Despite the disruption of the COVID-19 pandemic, progress towards the demise of the London Interbank Offered Rate (LIBOR) has continued, and the cessation endgame has been established. At the end of 2020, Intercontinental Exchange (ICE), which administers Libor, proposed a plan to cease publication. Under the plan, which was confirmed on March 5, ICE would stop publishing the one-week and two-month settings of USD LIBOR immediately after December 31, 2021 and would cease publishing the remaining USD LIBOR settings on June 30, 2023.
The proposed deferral of the more commonly used USD tenors would will provide time for more legacy contracts to mature. While this is a welcome development, all other Libor currencies remain on the original 2021 cessation timeline and U.S. regulators have clearly stated that U.S. banks should cease writing new Libor contracts as soon as practicably possible, and that there should be no new USD LIBOR activity after the end of 2021.
With the timeline set to transition away from LIBOR to Risk Free Rates (RFRs), several issues remain. Among the most significant of these facing the trade finance industry is the potential lack of availability of forward-looking term rates. Libor has long been the default benchmark interest rate for trade finance, with USD LIBOR serving as the most widely used benchmark across the industry globally.
“Trade finance professionals need to coordinate internally with bank-wide transition teams to assess the scale of the impact on their portfolios and to plan for the transition.”
Trade finance products broadly reference Libor term rates due to their transparency of pricing and certainty of funding costs. This element is critical, especially for financing offered at a discount, where the value of the discount needs to be determined at the start of the transaction. Additionally, since the transition impacts the banking industry as a whole, it applies changes to a number of products, systems, and processes. Trade finance professionals need to coordinate internally with bank-wide transition teams to assess the scale of the impact on their portfolios and to plan for the transition. The industry also needs to continue, or begin in earnest, to discuss the expected impact of the transition with their customers.

> **Information**:

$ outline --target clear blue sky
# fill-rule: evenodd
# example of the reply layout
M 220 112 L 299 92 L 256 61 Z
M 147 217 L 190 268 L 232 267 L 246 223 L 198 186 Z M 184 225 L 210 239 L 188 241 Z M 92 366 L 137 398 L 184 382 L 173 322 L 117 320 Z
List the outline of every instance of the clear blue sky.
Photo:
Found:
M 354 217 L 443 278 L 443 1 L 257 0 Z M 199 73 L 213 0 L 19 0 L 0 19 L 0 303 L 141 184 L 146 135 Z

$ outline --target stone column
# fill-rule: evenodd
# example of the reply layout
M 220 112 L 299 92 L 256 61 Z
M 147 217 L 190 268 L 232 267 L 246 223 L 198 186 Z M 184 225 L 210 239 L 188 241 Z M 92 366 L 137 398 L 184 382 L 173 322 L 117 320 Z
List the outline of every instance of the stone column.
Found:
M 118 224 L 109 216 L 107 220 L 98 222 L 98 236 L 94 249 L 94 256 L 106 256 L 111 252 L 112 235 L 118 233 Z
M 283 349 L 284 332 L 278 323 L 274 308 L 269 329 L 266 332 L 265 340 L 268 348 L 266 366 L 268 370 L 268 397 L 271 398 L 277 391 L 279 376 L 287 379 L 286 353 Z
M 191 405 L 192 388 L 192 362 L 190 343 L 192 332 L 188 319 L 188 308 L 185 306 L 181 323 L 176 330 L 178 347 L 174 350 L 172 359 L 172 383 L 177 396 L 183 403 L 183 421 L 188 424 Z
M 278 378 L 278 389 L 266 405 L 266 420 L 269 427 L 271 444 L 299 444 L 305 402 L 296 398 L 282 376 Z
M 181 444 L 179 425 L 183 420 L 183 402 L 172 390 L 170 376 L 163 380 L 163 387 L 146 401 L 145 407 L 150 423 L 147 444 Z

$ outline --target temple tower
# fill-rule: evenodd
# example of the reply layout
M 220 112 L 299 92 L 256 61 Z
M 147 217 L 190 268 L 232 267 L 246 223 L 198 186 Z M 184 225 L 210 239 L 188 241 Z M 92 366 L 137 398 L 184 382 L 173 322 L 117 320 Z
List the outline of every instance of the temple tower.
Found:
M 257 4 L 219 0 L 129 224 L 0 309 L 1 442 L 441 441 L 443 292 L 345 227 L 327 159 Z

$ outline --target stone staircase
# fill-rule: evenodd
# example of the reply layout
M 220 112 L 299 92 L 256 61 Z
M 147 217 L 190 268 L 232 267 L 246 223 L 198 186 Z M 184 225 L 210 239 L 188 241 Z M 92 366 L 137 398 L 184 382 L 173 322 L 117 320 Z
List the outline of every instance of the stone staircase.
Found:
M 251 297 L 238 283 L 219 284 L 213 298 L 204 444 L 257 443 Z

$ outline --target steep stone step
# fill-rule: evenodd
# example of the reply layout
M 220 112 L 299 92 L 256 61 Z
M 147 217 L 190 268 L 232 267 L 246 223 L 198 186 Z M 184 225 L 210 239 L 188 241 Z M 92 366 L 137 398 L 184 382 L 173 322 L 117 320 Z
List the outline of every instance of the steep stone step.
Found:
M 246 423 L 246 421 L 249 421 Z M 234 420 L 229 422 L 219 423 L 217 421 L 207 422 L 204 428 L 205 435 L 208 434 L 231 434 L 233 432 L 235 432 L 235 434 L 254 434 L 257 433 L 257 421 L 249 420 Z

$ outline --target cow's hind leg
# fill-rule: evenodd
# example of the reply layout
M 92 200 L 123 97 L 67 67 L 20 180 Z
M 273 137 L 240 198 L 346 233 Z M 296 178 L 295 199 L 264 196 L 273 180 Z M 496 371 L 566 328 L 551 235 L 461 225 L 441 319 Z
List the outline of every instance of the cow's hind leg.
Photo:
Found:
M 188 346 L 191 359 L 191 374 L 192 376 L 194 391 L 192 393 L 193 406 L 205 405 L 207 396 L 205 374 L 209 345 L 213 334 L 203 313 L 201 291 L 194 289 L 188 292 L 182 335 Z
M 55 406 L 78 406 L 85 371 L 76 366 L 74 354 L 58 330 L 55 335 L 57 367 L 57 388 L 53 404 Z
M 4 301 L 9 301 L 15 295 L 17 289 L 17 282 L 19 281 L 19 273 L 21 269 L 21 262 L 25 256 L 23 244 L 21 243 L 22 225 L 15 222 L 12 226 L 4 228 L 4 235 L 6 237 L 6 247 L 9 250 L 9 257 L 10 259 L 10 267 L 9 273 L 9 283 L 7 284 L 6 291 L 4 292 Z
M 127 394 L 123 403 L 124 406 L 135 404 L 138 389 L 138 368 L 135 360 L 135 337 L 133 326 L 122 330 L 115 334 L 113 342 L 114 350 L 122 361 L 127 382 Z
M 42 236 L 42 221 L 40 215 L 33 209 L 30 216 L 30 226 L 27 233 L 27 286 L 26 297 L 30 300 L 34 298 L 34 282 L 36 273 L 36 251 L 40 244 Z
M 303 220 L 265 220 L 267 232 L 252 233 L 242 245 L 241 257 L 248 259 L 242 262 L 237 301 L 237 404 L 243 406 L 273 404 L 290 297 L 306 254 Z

> **Directions**:
1. Repeat everything in the LIBOR transition text from "The proposed deferral" down to "end of 2021.", word for word.
2. Go on with the LIBOR transition text, starting right after its last sentence.
The records come from a source unrelated to the LIBOR transition text.

> **Task-by-task results**:
1.
The proposed deferral of the more commonly used USD tenors would will provide time for more legacy contracts to mature. While this is a welcome development, all other Libor currencies remain on the original 2021 cessation timeline and U.S. regulators have clearly stated that U.S. banks should cease writing new Libor contracts as soon as practicably possible, and that there should be no new USD LIBOR activity after the end of 2021.

2.
Term-rates in focus
Since the transition away from Libor was announced, national working groups have proposed RFRs to succeed LIBOR. For USD, the preferred rate is SOFR, while for GBP the recommended rate is SONIA. It is important to note that RFRs are overnight rates and a term structure is not guaranteed. Establishment of a term rate and timing of its launch are critical for the trade market to finalise conventions and support the transition away from Libor – a case that BAFT and member institutions have made to U.S. authorities on several occasions, when accounting for the volume of transactions that currently reference USD LIBOR.
The new RFRs in their current overnight form can not be applied appropriately to the discount context. The main affected areas of concern include how prices are established in commercial contracts between buyers and sellers and the legal aspect surrounding the agreements. A forward-looking term rate is required to replace Libor in order to enable these discounted products to maintain the characteristics that differentiate them from other loan-like trade finance products, and to ensure minimal disruption to capital flows that are facilitated by discounting.
Progress toward producing a forward-looking term rate has been made in some currencies. On January 11, 2021 the ICE Benchmark Administration Limited and Refinitiv began live production of forward-looking term SONIA (TSRR). The Sterling Risk Free Rate Working Group has limited the use of TSRR, but use is permitted for trade finance. Meanwhile, for USD, a SOFR forward-looking term rate remains under development.
The Alternative Reference Rate Committee (ARRC) has suggested that a rate could be available by the middle of 2021. Potential benchmark providers have already been identified and are making progress, but ARRC officials have cautioned that insufficient liquidity in the underlying SOFR swaps market could limit their ability to recommend a term rate. The market will have to monitor this development closely and plan for possible alternatives should a SOFR forward-looking term rate not be available before the end of the year. In other Libor currencies, no term rate is expected (CHF) or remains to be determined (JPY). The divergent timelines and approaches across jurisdictions are a challenge we will have to live with.
A path forward
While the path to transition away from Libor is complex, the “wait and see strategy” practiced by many in 2020 is no longer advisable. The industry must now prepare to transition away from Libor by working towards resolving replacement rate issues while communicating with affected customers and third parties throughout the process.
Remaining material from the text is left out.